ЗАДАНИЕ 1: В каких строках встречается слово «loaf»? Верните каждую такую строку.

ИСХОДНЫЙ ОТРЫВОК:

■ ■ ■ ■ ■ ■ ■

Она вспоминает, что в классе стоял скелет – для уроков анатомии. “Что такое человек? – размышлял Кульбак вслух, обращаясь к скелету. – Горстка ломких костей. И все же он мечтает, поет, созидает… Да, человек смертен. Но есть звуки музыки и есть удивление перед знанием, и вечные вопросы: кто ты и что ты?..

В такую минуту им казалось, что они не менее загадочны, чем этот скелет и чем сам их учитель. Это были взлеты такого воображения!.. Парение духа! Неужели этот праздник кончится, этот полет прервется?

Однажды это случилось. Она прибежала в школу до дождя, на небе стояли тяжелые тучи. Двери всех классов были открыты, пусты. А в учительской… Он сидел за столом, с газетой в руках, и… ОН! ОН! ОН! грыз яблоко.

Девочка застыла, она не знала, какой звук был громче – сочный хруст яблока на его зубах или биение ее сердца. “Я выбежала на улицу, не останавливаясь, я добежала до парка, где рос мой старый любимый дуб, забралась по стволу и спряталась среди его ветвей – только тогда я расплакалась. Слезы текли свободно, они капали на книжку поэм моего учителя. Я сидела так очень долго, не в силах встретиться снова с жизнью“.

И если сначала эти воспоминания о Моше Кульбаке показались мне текстом эксцентричной американки, не лишенной, впрочем, чувства юмора, то вскоре я смогла убедиться, что и другие, более сдержанные, говорят о своем учителе с не меньшим жаром.

Вениамин Пумпянский, выпускник Виленского университета и института радио в Бордо: “Этого лиризма, этого чувства слияния с природой нет ни у кого другого“. Из его же воспоминаний: «Тех, у кого были часы, остальные учащиеся нашей реальной гимназии постоянно теребили: “Калигула! Калигула!”, что на иврите означало: “Кама ле геула?” (“Сколько до избавления?”). Нам не терпелось, чтобы урок скорее кончился, а у Кульбака мы так были захвачены и темой и личностью поэта, что забывали о нашей игре в “Калигулу”»…

А поэт Авраам Суцкевер, классик еврейской литературы, в своем журнале «Ди голдене кейт» (“Золотая цепь”) в честь 50-летия создания известной литературной группы Юнг-Вильне (опубликовано в 1980 году) вспоминал, что поэт Ицик Мангер в 1929 году посетовал: “Ах, если бы Варшава так любила его (Мангера), как Вильно любит своего Моше Кульбака!” Нет, Суцкевер не находит прямого влияния творчества Кульбака на членов Юнг-Вильне, но “очень сильно было влияние его личности, совершенно ослепительной: так должен выглядеть, так должен говорить, так должен молчать истинный поэт“.

■ ■ ■ ■ ■ ■ ■

[Метки точек объектов]
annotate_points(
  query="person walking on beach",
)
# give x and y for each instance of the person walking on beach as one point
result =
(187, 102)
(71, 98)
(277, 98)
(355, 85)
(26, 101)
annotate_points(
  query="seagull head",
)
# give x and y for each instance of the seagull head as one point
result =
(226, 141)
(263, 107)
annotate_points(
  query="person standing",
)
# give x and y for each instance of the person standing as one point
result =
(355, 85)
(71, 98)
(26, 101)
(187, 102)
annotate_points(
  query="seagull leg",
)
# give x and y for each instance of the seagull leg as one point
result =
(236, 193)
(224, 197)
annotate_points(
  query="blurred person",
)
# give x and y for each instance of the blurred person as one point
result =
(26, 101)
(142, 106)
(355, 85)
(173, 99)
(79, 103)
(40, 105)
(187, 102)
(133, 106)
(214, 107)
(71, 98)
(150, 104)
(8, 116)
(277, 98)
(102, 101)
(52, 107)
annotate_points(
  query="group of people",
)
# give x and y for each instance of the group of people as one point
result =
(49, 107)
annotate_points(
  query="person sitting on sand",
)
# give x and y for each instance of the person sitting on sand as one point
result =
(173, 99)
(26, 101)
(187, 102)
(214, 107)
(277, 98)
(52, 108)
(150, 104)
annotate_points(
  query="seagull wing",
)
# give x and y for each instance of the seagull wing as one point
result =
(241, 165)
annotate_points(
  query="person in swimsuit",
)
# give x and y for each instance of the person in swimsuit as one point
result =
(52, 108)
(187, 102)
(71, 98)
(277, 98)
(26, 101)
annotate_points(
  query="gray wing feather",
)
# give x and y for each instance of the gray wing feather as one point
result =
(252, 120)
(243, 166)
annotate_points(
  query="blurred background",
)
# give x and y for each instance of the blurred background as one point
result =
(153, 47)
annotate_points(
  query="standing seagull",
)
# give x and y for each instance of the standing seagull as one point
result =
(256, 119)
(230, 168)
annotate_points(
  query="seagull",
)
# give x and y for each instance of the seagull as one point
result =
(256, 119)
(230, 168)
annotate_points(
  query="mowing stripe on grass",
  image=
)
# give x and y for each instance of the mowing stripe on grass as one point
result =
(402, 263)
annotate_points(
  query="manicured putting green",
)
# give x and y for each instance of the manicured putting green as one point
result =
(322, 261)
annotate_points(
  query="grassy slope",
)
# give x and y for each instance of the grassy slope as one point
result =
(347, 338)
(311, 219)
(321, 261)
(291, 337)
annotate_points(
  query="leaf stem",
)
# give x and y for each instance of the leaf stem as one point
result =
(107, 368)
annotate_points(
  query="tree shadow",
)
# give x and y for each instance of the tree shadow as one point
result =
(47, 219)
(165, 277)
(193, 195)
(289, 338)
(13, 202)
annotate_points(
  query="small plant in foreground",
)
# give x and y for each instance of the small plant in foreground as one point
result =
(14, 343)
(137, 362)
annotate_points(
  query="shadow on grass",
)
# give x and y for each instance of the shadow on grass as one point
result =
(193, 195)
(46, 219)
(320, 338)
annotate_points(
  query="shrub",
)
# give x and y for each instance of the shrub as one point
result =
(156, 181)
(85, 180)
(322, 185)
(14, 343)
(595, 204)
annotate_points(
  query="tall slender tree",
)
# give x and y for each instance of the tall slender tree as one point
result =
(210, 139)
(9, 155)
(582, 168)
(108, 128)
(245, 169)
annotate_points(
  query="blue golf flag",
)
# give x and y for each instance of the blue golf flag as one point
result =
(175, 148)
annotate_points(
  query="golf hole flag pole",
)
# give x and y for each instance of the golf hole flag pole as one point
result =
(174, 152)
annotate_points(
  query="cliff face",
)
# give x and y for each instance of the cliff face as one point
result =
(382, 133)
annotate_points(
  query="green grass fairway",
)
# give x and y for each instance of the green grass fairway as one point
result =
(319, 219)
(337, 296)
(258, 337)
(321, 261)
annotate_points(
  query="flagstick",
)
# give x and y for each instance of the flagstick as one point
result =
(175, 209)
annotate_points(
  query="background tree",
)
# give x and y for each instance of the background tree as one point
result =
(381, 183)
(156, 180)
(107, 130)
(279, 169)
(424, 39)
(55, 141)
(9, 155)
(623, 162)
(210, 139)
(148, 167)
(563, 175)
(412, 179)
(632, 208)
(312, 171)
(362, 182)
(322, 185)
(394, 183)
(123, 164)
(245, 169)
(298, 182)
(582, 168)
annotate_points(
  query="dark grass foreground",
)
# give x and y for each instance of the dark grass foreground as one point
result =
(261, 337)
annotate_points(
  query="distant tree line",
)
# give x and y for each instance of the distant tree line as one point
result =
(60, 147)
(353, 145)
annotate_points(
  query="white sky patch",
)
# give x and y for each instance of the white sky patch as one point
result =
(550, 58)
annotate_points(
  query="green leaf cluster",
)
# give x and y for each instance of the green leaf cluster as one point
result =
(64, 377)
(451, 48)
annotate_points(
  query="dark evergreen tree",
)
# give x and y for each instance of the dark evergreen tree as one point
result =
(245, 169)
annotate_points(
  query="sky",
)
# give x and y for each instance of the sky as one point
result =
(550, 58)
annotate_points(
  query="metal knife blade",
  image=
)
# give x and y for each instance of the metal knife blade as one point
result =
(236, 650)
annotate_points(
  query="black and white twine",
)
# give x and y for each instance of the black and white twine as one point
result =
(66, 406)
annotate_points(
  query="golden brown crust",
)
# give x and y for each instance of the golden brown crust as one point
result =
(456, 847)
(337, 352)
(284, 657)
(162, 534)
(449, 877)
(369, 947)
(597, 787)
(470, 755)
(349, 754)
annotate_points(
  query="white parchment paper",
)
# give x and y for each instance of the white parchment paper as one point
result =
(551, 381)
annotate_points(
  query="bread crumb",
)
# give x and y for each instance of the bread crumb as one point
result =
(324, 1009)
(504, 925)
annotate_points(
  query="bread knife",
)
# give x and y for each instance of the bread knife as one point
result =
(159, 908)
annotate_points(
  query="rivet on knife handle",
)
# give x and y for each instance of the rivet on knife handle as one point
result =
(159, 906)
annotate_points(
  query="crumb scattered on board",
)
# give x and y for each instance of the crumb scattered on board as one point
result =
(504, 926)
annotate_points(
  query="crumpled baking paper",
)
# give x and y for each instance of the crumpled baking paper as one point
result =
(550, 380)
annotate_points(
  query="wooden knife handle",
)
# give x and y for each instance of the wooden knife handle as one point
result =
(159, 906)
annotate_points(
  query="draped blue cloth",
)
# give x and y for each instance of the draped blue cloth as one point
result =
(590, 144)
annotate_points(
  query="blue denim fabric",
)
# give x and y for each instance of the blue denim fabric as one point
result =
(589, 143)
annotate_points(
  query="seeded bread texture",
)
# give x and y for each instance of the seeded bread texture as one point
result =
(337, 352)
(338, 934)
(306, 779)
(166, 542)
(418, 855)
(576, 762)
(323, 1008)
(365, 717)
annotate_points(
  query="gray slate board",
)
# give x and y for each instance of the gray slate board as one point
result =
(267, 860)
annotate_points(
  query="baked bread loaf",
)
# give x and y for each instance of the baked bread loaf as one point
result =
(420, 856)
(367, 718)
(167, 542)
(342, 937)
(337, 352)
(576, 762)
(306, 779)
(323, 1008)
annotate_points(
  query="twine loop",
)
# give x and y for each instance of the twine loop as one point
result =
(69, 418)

■ ■ ■ ■ ■ ■ ■

ЗАДАНИЕ 2: Как перевести на английский предложение из исходного отрывка «Она прибежала в школу до дождя, на небе стояли тяжелые тучи.»?

ОТВЕТ 1:
  query="baked bread loaf",
# give x and y for each instance of the baked bread loaf as one point

ОТВЕТ 2: She ran to school before the rain; heavy clouds hung in the sky.